[EXERCISE BRIEF]: Every single entry needs to appear again exactly as given.

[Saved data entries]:
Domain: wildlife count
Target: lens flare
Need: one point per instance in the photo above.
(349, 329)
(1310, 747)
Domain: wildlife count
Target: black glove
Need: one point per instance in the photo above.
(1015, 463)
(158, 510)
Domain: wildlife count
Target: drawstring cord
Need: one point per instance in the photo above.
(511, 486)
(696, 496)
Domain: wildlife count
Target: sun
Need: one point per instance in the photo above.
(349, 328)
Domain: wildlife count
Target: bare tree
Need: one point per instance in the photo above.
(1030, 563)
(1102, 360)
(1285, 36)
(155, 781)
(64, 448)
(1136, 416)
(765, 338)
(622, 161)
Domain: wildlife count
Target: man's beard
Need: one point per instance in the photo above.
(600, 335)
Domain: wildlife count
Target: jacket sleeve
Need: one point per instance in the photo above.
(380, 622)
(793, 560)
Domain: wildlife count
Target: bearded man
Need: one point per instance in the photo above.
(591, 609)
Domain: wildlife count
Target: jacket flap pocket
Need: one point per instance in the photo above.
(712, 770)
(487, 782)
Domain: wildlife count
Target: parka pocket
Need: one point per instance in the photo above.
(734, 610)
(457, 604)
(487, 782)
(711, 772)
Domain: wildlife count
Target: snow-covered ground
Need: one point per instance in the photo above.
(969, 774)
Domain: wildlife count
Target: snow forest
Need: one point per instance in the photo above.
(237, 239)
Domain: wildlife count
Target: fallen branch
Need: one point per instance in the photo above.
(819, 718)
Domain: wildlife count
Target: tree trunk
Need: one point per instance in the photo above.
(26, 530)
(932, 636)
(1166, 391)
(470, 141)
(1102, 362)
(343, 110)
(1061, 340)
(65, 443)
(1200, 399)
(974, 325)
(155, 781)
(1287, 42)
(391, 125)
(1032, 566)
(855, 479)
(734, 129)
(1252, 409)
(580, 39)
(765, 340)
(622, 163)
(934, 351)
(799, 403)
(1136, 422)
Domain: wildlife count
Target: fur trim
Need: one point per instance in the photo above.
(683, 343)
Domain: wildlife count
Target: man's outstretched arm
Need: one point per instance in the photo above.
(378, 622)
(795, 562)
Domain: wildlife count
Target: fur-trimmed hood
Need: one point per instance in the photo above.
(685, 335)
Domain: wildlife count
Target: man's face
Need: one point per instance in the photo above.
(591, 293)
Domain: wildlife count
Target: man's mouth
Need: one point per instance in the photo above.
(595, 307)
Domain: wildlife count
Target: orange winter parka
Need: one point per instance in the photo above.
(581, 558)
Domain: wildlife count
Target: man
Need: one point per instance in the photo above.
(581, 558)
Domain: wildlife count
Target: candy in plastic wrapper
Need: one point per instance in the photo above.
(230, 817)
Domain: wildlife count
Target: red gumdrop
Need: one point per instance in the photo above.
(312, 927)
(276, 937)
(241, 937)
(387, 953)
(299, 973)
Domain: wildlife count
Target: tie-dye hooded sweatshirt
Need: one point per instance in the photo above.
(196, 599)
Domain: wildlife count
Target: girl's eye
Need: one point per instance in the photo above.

[REPLY]:
Domain: wildlife count
Target: lens flare
Need: one point per instance in the photo above.
(349, 329)
(1310, 747)
Domain: wildlife count
Target: black glove
Need: one point per instance in the photo above.
(1015, 463)
(158, 510)
Domain: wildlife count
Target: drawstring cord
Need: one point per instance in the photo above.
(511, 486)
(696, 496)
Domain: wildlife count
Target: sun
Need: one point per instance in the photo above.
(349, 328)
Domain: wildlife count
Target: bare tree
Need: one point per instance in the photo above.
(1030, 563)
(1102, 360)
(1285, 36)
(155, 781)
(64, 448)
(1136, 416)
(765, 338)
(622, 161)
Domain: wildlife count
Target: man's beard
Need: one point per instance in the photo above.
(600, 335)
Domain: wildlife count
Target: jacket sleeve
Need: one point per instance in the photo above.
(380, 622)
(793, 560)
Domain: wildlife count
Target: bearded man
Need: one point per instance in the photo above.
(591, 609)
Domain: wildlife count
Target: jacket flap pocket
Need: one point per instance in the photo above.
(712, 770)
(487, 782)
Domain: wildlife count
Target: parka pocket
Need: one point per instance in the photo above.
(734, 610)
(457, 604)
(487, 782)
(711, 772)
Domain: wildlife count
Target: snow-covered ground
Need: one point per instance in the photo above.
(969, 774)
Domain: wildlife count
Target: snow forest
Need: one point per instance in the photo above.
(237, 239)
Domain: wildlife count
Target: fallen branch
Need: one point per instance in the photo above.
(819, 718)
Domain: wildlife count
Target: tree trunk
Need: one point per instance in the photo above.
(26, 530)
(932, 636)
(1166, 391)
(470, 141)
(1102, 362)
(343, 110)
(1061, 340)
(65, 443)
(1200, 399)
(974, 325)
(155, 781)
(1287, 42)
(391, 125)
(1032, 566)
(855, 479)
(734, 129)
(1252, 409)
(580, 39)
(765, 340)
(622, 163)
(934, 351)
(799, 403)
(1136, 422)
Domain: wildlife count
Target: fur trim
Need: one point per instance in the photo above.
(683, 343)
Domain: wildlife count
Target: man's outstretched arm
Need: one point per instance in the photo above.
(378, 622)
(795, 562)
Domain: wildlife count
Target: fur-trimmed hood
Need: one point per instance in the photo above.
(685, 335)
Domain: wildlife count
Target: man's face
Need: one point per instance in the photo above.
(591, 293)
Domain: wildlife count
Target: man's mouth
Need: one point per instance in the photo above.
(595, 307)
Domain: wildlife count
Target: orange winter parka
Need: one point per instance in the photo above.
(581, 558)
Domain: wildlife count
Target: man
Need: one point per instance in the photo above.
(581, 558)
Domain: wildlife count
Target: candy in plastic wrapper
Need: one point per instance in the photo above.
(230, 817)
Domain: wildlife count
Target: red gumdrop
Need: one point per instance in the photo above.
(312, 927)
(276, 937)
(241, 937)
(387, 953)
(299, 973)
Domain: wildlife count
Target: tie-dye hooded sweatshirt
Need: one point per instance in the photo above.
(196, 599)
Domain: wildlife count
Target: girl's eye
Need: one point per instance in the photo above.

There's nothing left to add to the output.